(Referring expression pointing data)
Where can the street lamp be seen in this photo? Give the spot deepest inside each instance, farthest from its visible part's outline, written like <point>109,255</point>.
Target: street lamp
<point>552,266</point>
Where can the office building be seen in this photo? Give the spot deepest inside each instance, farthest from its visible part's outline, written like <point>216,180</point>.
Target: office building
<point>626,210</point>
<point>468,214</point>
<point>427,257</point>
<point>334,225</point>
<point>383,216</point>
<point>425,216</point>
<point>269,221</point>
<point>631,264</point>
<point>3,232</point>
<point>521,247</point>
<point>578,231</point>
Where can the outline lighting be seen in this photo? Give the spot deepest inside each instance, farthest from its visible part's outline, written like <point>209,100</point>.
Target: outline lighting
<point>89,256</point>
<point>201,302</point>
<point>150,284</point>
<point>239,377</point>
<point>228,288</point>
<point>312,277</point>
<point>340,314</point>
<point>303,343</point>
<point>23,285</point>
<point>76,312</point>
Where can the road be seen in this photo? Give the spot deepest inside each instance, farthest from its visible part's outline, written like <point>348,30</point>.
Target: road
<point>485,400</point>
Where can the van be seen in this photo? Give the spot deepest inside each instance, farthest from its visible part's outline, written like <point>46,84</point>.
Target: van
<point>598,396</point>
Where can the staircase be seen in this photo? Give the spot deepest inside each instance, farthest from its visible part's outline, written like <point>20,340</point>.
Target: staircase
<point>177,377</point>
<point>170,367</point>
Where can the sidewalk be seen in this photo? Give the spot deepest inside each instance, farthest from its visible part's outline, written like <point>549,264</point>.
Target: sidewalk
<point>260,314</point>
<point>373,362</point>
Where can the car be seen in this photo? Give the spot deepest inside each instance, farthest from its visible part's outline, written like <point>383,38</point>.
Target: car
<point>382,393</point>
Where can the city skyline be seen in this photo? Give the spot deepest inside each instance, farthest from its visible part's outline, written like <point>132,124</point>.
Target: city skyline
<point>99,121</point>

> Exercise requirements:
Give the entries again in full, exactly as they were written above.

> Answer below:
Where can the street lamp be seen in this photo? Give the spot deepest inside each instance, farthest from its visible part's outline, written like <point>109,255</point>.
Target: street lamp
<point>552,266</point>
Where can the office building be seen in this photo? Give the spot deepest inside each instance, farthest from its visible part's outline, written like <point>216,180</point>.
Target: office building
<point>626,210</point>
<point>468,214</point>
<point>427,257</point>
<point>334,225</point>
<point>383,216</point>
<point>425,216</point>
<point>269,221</point>
<point>631,264</point>
<point>3,232</point>
<point>521,247</point>
<point>578,231</point>
Where can the outline lighting be seen in this photo? Give the spot deepest inside each instance, farthest from its visible part's outline, written like <point>209,100</point>.
Target: outline lighting
<point>89,256</point>
<point>201,302</point>
<point>150,284</point>
<point>239,377</point>
<point>228,288</point>
<point>312,277</point>
<point>340,314</point>
<point>303,343</point>
<point>23,285</point>
<point>76,312</point>
Where can the road be seen in this photo? Give the spot deepest inside each instance, farthest from its visible part's outline, written like <point>348,30</point>.
Target: road
<point>485,400</point>
Where can the van be seen in this photo? Give the spot deepest inside each instance, farthest from its visible part's outline, written like <point>46,84</point>.
Target: van
<point>598,396</point>
Where can the staircase be seen in this photo? Give the spot deepest inside each instance, farthest from its visible part's outline, written like <point>20,340</point>.
Target: staircase
<point>177,377</point>
<point>170,367</point>
Where can the sidewalk be seen in this photo? Give the spot deepest inside each instance, farthest from its visible part's outline, written like <point>549,264</point>.
Target: sidewalk
<point>260,314</point>
<point>373,362</point>
Where can the car be seen in this photo? Give the spot deepest inside each instance, farthest from its visible part's outline, written like <point>383,38</point>.
Target: car
<point>382,393</point>
Where can the city skyline be seen in this photo? Give the spot deepest inside each instance, farthest from its visible part's outline, written like <point>132,124</point>.
Target: city skyline
<point>99,121</point>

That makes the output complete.